## TASK TO CARRY OUT
Starting at the line that has "Medical annotation tool: circle the dark slatted" and stopping after the line that has "325,299,607,384", revise the material by changing every "scan" to "image" and leaving all else as it stands. Return only those revised lines.

[A set of records]
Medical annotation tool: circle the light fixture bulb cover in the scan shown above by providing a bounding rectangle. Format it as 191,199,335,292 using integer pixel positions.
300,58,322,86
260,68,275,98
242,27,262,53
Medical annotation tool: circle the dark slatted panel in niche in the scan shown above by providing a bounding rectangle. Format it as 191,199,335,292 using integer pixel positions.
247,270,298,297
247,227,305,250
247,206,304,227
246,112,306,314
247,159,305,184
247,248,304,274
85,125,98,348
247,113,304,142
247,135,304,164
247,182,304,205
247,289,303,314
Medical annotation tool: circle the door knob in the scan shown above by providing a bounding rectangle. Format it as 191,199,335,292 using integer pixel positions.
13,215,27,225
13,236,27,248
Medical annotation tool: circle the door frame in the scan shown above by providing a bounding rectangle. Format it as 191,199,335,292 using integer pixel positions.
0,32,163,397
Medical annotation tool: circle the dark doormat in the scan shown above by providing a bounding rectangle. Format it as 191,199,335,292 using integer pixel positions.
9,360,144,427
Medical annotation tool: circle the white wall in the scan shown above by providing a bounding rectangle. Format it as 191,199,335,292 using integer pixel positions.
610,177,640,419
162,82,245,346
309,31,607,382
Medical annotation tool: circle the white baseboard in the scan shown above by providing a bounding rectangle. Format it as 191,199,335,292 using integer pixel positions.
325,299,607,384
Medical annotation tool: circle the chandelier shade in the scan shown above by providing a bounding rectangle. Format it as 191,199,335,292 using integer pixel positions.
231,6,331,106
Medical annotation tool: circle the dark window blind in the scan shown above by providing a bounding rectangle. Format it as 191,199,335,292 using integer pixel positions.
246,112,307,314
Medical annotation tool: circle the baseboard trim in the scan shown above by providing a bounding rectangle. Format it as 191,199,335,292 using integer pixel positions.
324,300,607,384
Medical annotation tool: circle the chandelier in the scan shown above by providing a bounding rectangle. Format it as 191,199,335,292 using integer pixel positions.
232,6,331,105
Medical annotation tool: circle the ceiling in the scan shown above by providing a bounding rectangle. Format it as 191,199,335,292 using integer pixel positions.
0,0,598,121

## TASK RESPONSE
Medical annotation tool: circle the dark slatted panel in niche in the image shown above by providing a bounding rectangle. Format it as 191,199,335,292 using integer pixel positions.
247,270,298,297
247,227,305,250
247,206,304,227
246,112,306,314
247,159,305,184
247,248,304,274
85,125,98,348
247,113,304,142
247,135,304,164
247,182,304,205
247,289,303,314
Medical annotation tool: circle the door knob in the image shown above by providing a bounding rectangle. Format it as 191,199,335,292 using integer pixel positions.
13,215,27,225
13,236,27,248
Medical annotation tool: circle the door frame in the image shown above by providing a bounding rectangle. Format it as 191,199,335,292 using integer pixel positions.
0,32,163,397
Medical annotation tool: circle the dark doormat in the image shown above by providing a bounding rectangle. Format it as 191,199,335,292 using integer pixel positions.
9,360,144,427
Medical annotation tool: circle the white wall in the image shown above by providing a bounding rectangle. Format it as 191,199,335,292 using integer pixel positions.
610,177,640,419
162,82,245,346
309,31,607,382
Medical annotation tool: circle the white baseboard in the image shown above by providing a bounding rectangle. Format it as 191,199,335,292 using integer pixel positions.
325,299,607,384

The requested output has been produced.